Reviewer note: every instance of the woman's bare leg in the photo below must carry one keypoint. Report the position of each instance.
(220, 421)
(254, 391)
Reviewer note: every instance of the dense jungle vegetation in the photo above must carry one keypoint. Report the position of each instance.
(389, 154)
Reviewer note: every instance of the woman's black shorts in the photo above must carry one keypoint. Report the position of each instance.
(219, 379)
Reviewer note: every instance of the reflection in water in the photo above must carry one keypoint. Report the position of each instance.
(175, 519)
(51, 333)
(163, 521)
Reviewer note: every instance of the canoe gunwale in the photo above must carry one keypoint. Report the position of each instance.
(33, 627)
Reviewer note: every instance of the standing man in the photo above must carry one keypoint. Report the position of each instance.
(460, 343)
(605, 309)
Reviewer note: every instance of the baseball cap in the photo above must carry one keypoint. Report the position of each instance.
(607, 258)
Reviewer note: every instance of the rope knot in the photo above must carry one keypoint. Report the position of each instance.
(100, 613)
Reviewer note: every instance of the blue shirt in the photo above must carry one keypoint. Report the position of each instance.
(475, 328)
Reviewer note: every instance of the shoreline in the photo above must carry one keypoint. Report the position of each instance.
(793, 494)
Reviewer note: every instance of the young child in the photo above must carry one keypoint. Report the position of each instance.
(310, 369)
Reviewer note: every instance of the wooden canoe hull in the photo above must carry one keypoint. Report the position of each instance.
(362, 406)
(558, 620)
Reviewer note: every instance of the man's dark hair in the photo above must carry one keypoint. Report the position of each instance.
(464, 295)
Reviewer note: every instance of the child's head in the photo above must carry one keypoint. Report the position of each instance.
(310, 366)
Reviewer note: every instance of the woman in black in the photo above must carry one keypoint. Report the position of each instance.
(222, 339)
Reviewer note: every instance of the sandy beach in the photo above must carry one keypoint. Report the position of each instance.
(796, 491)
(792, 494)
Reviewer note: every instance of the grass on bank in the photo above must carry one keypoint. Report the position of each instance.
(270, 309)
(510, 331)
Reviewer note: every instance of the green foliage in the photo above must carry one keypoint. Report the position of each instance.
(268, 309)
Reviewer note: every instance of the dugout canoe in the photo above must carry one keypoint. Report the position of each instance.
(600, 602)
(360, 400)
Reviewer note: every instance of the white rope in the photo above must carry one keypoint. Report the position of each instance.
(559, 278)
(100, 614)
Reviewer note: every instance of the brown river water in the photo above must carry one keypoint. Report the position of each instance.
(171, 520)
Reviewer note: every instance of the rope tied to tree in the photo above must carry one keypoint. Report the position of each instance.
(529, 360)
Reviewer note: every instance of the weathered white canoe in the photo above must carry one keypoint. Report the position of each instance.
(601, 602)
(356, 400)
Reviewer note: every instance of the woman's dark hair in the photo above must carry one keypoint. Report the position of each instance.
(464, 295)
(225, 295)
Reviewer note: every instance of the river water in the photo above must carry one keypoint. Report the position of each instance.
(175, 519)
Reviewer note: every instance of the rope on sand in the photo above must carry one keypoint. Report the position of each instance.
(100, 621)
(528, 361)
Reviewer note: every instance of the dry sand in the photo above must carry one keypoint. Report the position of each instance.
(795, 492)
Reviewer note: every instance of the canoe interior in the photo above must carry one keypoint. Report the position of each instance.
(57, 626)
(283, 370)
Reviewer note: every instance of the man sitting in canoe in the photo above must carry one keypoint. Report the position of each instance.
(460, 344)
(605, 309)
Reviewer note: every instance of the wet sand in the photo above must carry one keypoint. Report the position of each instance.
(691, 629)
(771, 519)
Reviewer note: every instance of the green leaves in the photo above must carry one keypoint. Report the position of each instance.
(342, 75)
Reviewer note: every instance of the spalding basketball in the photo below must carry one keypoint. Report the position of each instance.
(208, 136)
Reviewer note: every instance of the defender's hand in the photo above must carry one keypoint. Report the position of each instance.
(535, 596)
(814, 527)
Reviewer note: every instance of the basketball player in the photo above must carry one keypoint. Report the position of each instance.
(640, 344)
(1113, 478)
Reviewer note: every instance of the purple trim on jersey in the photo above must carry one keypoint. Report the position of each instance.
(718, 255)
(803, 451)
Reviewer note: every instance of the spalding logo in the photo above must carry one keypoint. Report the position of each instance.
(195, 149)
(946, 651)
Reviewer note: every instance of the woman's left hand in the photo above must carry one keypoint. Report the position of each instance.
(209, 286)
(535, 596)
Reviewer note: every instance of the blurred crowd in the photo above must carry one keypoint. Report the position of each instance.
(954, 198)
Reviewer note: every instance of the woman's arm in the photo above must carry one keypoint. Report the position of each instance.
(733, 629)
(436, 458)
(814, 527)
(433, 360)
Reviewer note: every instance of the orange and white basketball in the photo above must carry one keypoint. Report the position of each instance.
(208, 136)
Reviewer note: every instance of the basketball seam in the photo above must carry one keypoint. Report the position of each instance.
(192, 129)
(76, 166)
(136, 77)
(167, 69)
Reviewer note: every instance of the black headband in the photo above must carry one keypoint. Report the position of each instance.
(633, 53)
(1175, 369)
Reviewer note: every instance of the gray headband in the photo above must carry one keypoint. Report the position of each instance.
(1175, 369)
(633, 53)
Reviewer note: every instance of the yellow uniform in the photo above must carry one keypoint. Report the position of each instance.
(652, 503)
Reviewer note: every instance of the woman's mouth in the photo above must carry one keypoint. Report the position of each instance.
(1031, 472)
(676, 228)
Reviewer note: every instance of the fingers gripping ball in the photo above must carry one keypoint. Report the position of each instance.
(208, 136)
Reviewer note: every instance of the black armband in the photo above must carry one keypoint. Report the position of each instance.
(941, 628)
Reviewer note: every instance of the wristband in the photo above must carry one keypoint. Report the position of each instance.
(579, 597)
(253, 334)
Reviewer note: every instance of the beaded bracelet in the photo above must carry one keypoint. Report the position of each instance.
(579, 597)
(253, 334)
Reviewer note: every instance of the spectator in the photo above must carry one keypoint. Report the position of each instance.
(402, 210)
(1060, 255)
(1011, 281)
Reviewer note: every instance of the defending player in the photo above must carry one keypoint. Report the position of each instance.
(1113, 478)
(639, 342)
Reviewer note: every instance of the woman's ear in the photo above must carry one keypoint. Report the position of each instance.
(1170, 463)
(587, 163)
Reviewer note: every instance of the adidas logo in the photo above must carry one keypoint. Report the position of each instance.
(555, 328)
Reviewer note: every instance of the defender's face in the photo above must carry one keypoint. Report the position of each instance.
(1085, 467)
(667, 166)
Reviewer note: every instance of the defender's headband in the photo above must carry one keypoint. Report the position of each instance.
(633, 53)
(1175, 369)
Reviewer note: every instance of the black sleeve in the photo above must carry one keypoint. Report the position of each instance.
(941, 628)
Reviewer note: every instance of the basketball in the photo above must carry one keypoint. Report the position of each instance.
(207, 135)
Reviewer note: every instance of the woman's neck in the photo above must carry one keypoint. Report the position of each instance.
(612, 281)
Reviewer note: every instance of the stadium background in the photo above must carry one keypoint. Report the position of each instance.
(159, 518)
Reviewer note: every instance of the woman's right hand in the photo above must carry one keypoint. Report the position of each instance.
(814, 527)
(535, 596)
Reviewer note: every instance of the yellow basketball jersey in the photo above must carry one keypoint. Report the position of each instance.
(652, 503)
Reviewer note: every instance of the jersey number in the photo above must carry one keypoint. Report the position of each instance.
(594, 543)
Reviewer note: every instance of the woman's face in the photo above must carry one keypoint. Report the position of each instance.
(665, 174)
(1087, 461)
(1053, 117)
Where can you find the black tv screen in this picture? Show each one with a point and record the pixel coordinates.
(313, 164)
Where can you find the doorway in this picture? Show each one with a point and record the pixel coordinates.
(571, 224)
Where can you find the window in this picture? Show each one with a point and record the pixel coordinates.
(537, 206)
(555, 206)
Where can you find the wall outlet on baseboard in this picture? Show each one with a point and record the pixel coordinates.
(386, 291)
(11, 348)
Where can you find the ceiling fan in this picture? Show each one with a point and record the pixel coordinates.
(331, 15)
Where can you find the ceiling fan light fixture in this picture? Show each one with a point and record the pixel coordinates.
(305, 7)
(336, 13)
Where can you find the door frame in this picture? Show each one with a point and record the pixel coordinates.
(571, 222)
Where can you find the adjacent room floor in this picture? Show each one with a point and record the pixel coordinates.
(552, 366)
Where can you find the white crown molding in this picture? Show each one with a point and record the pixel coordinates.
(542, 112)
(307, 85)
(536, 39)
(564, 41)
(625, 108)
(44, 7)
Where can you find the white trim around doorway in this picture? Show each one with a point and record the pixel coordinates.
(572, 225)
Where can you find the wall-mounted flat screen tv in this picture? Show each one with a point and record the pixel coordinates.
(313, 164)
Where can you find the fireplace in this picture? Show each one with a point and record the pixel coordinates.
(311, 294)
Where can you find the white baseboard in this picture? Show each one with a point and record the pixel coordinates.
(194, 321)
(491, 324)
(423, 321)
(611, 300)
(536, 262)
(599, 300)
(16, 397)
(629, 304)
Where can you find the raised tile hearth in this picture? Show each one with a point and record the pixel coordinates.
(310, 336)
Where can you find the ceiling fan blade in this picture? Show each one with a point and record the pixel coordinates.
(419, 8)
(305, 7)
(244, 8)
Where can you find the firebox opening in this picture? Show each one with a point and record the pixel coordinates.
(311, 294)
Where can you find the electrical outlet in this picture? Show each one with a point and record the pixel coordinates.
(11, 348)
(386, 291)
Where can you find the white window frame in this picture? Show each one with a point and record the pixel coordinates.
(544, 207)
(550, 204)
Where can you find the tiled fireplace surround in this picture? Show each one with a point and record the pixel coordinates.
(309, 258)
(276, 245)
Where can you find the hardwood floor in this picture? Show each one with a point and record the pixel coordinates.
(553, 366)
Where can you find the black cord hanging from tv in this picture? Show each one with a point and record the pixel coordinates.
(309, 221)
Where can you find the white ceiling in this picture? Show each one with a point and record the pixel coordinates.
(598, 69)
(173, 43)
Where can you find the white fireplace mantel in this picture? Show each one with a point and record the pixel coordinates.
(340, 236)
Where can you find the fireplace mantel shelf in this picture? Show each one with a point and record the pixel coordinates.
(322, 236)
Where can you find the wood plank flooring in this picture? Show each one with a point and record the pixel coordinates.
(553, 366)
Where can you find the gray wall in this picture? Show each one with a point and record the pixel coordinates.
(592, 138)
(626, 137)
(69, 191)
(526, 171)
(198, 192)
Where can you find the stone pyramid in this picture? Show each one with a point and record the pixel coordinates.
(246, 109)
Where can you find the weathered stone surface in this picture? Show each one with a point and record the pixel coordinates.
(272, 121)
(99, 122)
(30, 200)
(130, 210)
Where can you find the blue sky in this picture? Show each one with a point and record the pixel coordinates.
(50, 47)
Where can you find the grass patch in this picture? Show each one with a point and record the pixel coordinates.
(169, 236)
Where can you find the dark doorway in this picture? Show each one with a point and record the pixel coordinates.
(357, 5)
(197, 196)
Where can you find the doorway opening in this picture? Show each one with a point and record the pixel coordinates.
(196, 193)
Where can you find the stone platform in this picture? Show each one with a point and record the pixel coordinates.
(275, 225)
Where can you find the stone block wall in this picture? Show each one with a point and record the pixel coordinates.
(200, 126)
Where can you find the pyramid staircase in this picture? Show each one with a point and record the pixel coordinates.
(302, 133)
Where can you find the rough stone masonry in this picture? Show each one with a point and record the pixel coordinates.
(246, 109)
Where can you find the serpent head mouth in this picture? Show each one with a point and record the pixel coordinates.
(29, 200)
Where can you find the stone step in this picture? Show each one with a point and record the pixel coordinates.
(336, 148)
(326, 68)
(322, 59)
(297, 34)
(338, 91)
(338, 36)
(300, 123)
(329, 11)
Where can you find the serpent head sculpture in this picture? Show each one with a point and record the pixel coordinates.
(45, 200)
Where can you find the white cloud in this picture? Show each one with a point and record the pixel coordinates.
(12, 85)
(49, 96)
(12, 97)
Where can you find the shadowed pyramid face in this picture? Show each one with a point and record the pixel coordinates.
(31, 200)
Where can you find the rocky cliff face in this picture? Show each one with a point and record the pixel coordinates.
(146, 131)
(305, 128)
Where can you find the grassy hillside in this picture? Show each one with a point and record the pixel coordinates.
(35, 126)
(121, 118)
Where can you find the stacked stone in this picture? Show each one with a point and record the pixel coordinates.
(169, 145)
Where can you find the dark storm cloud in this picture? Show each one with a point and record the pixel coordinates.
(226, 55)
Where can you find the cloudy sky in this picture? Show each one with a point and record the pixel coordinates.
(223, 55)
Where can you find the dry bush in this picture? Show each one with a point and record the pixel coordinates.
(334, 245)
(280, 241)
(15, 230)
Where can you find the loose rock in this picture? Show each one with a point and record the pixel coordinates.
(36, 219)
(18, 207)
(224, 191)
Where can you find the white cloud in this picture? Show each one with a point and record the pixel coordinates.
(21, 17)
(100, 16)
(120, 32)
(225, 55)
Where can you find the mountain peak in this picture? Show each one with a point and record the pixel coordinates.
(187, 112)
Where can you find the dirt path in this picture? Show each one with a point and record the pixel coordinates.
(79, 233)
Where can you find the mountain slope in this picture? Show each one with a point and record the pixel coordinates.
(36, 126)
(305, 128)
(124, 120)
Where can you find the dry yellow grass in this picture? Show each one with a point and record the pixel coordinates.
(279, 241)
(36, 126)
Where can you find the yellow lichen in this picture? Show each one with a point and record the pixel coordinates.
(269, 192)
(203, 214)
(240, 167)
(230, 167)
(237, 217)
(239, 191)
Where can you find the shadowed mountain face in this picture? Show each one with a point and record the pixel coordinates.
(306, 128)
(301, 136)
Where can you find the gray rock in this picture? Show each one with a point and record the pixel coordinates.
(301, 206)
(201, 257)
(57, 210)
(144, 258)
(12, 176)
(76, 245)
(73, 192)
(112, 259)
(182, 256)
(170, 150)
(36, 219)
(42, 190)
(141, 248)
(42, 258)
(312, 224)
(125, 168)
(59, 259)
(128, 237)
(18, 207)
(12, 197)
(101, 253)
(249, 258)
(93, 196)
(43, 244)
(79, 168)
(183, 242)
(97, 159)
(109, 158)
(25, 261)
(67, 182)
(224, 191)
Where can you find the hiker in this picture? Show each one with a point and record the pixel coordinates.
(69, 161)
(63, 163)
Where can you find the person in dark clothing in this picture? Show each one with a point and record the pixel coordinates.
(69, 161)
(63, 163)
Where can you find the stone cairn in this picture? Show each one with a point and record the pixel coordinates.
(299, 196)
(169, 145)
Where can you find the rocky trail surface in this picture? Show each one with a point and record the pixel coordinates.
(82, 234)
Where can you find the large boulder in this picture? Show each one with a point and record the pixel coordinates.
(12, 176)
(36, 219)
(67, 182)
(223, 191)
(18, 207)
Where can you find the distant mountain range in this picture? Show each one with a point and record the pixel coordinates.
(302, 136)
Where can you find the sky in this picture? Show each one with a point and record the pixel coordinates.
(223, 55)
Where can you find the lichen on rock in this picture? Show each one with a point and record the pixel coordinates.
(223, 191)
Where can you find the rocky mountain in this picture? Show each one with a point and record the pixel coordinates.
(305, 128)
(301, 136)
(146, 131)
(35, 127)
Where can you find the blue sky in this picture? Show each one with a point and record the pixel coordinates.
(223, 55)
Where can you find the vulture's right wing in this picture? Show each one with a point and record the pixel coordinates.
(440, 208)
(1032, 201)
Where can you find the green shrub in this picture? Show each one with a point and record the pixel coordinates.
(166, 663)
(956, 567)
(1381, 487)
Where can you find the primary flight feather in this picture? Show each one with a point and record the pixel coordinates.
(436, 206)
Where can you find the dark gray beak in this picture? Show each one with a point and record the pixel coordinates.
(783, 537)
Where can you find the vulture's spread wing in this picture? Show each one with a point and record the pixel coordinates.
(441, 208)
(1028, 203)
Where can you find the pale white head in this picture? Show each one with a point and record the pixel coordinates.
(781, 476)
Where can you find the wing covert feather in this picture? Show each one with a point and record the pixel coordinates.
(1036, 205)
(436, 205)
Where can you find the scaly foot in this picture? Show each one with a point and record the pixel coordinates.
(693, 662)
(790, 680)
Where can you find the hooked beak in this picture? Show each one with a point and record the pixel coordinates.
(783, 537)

• • •

Write out exactly the lines from the line holding "Where can you find the dark gray" through the last line of the data, and nothing besides those lines.

Where can you find the dark gray beak in this picture? Show each one with a point and record the pixel coordinates.
(783, 537)
Where can you find the vulture's spread wing in this picture? Show each one with a point and record the pixel coordinates.
(441, 208)
(1028, 203)
Where can you find the pale white head in this picture? Show each one with a point and record the pixel coordinates.
(781, 476)
Where can you find the wing covert feather in this picture? Show each one with a point and record the pixel coordinates.
(1036, 205)
(436, 205)
Where can you find the scaly foot in this picture? Show each one with a point and record the pixel coordinates.
(693, 662)
(790, 680)
Where can you find the hooked beak in this picture? Show each one with a point and record the pixel coordinates.
(783, 537)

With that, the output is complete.